### EXTRACT

>>

‘They turn our farms into rape centres’: Russian mercenaries accused of abuse in Central African Republic
Post By Diaspoint | July 23, 2024
The two sisters had just arrived at their family’s field when two Russian mercenaries showed up. They held the girls at gunpoint and took turns raping them. “We told them we were virgins and begged them not to touch us. But they wouldn’t listen,” says Koko*.
She was 17 when the attack happened on a Saturday morning last September in the family’s field of yams and cassava in Ngaguene village, near the Central African Republic (CAR) town of Bouar.
“Whenever we tried to scream for help, they used their hands to cover our mouths so that nobody could hear us,” she says.
The former French colony has suffered decades of instability since independence in 1960, with the first of six coups in 1966, when self-proclaimed “emperor” Jean-Bédel Bokassa seized power.
Nearly 70% of CAR’s 5.6 million people live below the poverty line; conflict, disease and malnutrition have left it with the world’s highest measured mortality rate and fourth-worst maternal mortality rate. Although rich in resources, including diamonds and gold, CAR has little infrastructure, poor healthcare facilities and few major roads. Tensions between 10 different ethnic groups, with roots in historic slave raids, were fuelled by the security forces being organised along ethnic lines.
The 2012-14 civil war displaced about a quarter of CAR’s population. In 2013, the Séléka (coalition) of rebel militias from the marginalised Muslim north seized the capital, Bangui, and ousted François Bozizé, president since a 2003 coup, installing Michel Djotodia as the first Muslim president. The Séléka subsequently ran amok, killing Christians and supporters of Bozizé.
The UN security council established a peacekeeping force, Minusca, in April 2014, which incorporated African Union and French forces (who have since been accused of sexually abusing children).
When the UN peacekeepers were unable to restore order, Faustin-Archange Touadéra, president since 2016 and Bozizé’s former prime minister, turned to Russia for arms and military support. The Wagner group, Russian mercenaries used by the Kremlin to expand its influence in Africa, arrived in 2018. Wagner fighters have since seized control of CAR’s mines.
From exile in Guinea-Bissau, Bozizé now heads the Coalition des Patriotes pour le Change (CPC) – an alliance of six rebel groups that incorporates “anti-Balakas”, Christian and animist militias opposed to the Séléka. In April a UN court issued an arrest warrant for Bozizé over possible crimes against humanity committed by the military between 2009 and 2013.
In late 2020 CPC militias attacked Bangui but government forces, backed by Wagner mercenaries and Rwandan troops, repelled them. The CPC has since been carrying out attacks from neighbouring Chad and Sudan, and in early 2023 launched a new offensive.
Oren Gruenbaum
It was her younger sister’s 15th birthday. She was pinned to the ground by one of the men, then slapped and punched in the face. “There were wounds all over her face,” says Koko. “She was beaten to a point where she could barely talk or even see clearly.”
Our daughters are no longer safe in their own farmlands
Félicité Padou
Allegations of rape by Russian mercenaries, who have a large presence in CAR’s restive north-west region, have escalated in recent months. Women and girls are avoiding going to the fields and markets, and food shortages are being reported as a result.
In and around Bouar, a market town lying on the main road from the country’s capital, Bangui, to the border with Cameroon, traders who buy crops directly from farmers say they have listened to numerous young women tell how they were raped in farms by “white soldiers”, as locals call the Russian mercenaries.

<<

From the article on abuse accusations against Russian mercenaries in the Central African Republic, extract the passage starting at "Our daughters are" and ending at "as a result.".

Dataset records
>>

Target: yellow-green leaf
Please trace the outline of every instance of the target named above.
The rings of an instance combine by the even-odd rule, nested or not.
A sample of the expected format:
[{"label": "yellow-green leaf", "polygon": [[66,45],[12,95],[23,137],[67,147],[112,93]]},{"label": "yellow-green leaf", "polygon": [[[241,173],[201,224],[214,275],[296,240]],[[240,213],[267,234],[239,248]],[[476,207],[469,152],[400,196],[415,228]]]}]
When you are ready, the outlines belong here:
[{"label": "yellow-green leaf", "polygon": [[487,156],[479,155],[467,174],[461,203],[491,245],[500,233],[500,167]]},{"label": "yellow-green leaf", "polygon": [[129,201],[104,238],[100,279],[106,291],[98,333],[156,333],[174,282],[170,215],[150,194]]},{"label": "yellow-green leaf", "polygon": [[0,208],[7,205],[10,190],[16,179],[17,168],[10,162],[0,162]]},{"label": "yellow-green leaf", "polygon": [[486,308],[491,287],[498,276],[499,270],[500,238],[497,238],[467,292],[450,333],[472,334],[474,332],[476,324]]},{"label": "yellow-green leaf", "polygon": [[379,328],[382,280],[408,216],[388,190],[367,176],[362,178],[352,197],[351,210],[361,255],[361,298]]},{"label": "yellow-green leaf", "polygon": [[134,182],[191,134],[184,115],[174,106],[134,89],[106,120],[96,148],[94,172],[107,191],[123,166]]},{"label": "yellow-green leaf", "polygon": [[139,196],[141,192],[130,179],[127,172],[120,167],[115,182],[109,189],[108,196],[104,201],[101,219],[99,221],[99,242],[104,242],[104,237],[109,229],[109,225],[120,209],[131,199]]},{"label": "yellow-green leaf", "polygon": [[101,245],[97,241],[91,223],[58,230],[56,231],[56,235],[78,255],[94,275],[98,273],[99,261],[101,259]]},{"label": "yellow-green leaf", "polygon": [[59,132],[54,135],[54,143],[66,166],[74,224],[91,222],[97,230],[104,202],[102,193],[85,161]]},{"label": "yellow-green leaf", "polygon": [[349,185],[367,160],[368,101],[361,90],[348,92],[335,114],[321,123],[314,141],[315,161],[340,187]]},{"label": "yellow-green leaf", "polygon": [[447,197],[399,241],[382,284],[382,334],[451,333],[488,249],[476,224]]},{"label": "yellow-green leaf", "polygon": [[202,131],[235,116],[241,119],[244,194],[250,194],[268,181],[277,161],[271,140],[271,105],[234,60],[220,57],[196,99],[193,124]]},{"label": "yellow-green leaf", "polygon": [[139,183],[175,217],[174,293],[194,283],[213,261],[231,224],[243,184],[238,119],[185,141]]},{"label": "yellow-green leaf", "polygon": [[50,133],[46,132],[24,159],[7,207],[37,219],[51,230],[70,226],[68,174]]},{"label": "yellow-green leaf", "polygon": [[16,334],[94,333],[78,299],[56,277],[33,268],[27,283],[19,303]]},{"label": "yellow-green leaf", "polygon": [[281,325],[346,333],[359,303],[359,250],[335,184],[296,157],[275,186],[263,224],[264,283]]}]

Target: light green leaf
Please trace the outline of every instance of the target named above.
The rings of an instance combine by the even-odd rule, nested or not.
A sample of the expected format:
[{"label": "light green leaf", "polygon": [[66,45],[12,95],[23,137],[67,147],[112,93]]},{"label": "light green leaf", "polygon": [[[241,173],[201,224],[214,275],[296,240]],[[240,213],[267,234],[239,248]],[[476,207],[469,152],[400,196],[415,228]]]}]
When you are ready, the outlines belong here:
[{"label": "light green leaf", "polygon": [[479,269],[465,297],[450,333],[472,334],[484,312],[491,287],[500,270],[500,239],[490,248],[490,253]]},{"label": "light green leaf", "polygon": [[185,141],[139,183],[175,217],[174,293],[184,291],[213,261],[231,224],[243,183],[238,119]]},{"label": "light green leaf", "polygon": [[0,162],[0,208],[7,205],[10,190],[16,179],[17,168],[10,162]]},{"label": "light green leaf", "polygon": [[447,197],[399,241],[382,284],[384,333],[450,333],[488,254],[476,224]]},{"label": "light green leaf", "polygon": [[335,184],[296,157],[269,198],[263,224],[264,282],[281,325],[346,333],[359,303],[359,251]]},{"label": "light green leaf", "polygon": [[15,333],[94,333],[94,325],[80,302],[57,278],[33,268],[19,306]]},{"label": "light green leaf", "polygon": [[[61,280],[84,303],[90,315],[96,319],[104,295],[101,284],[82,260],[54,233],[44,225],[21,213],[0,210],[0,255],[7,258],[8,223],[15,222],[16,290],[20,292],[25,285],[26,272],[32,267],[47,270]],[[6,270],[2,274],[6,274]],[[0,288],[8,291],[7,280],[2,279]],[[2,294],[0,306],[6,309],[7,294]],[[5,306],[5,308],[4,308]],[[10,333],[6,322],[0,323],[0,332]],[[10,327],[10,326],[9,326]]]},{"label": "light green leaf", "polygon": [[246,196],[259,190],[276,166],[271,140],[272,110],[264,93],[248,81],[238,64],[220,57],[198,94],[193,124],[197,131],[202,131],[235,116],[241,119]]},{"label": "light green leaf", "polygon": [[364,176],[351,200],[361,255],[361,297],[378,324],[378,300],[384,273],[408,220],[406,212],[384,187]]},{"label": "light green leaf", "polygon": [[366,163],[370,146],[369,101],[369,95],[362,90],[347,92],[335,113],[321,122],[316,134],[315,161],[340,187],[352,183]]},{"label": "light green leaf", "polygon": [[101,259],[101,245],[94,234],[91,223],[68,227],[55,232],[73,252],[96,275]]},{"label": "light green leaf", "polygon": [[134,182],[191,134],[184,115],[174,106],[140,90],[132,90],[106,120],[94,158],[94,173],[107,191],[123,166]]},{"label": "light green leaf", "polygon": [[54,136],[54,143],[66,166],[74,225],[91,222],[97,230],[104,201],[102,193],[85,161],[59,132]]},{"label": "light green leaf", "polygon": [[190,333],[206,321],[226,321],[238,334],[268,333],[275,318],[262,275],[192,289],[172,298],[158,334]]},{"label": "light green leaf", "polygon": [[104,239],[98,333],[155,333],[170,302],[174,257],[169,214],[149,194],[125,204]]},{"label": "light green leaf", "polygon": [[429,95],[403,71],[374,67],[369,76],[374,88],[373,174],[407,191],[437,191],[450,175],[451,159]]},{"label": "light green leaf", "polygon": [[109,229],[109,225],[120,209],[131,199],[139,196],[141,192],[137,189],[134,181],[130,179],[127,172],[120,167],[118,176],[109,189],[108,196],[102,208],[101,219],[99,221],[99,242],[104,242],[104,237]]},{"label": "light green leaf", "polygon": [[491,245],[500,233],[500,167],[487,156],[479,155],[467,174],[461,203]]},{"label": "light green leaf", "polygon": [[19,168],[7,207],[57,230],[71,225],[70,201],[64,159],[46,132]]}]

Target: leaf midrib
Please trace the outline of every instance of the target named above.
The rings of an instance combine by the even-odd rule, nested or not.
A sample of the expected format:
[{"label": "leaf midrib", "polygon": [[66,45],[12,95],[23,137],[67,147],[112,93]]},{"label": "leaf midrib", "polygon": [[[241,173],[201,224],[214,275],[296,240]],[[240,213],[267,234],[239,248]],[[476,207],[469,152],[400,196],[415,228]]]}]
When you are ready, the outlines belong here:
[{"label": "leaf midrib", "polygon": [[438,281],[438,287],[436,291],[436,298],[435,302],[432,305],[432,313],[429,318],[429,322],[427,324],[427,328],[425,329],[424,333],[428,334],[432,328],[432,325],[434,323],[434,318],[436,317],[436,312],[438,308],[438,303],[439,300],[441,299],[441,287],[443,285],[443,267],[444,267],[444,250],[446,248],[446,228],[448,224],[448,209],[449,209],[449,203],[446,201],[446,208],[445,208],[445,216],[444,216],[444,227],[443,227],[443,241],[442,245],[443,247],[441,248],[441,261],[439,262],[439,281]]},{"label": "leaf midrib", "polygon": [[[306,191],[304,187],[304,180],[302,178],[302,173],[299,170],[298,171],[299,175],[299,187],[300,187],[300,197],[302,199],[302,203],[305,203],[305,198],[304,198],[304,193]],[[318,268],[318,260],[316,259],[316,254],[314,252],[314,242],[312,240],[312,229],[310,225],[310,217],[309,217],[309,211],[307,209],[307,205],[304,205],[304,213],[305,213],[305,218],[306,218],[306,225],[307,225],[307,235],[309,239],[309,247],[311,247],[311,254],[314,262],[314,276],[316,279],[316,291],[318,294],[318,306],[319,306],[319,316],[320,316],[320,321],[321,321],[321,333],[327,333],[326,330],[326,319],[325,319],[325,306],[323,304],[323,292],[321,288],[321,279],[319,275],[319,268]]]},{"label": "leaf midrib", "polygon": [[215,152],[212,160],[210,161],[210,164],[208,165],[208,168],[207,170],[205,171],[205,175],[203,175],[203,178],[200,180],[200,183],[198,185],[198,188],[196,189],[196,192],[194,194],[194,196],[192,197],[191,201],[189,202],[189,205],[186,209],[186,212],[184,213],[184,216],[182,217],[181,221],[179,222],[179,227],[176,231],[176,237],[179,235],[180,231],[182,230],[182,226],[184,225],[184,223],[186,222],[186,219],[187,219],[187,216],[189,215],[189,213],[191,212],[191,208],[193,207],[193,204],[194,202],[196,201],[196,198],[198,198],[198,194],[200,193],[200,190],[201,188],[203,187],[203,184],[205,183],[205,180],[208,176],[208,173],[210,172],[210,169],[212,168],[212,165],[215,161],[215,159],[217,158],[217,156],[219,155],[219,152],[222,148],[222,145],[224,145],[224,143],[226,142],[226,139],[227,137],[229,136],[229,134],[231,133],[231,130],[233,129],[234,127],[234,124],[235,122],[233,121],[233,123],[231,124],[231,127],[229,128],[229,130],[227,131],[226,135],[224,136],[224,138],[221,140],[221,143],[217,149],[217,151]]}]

<<

### RESULT OF THIS TASK
Our daughters are no longer safe in their own farmlands
Félicité Padou
Allegations of rape by Russian mercenaries, who have a large presence in CAR’s restive north-west region, have escalated in recent months. Women and girls are avoiding going to the fields and markets, and food shortages are being reported as a result.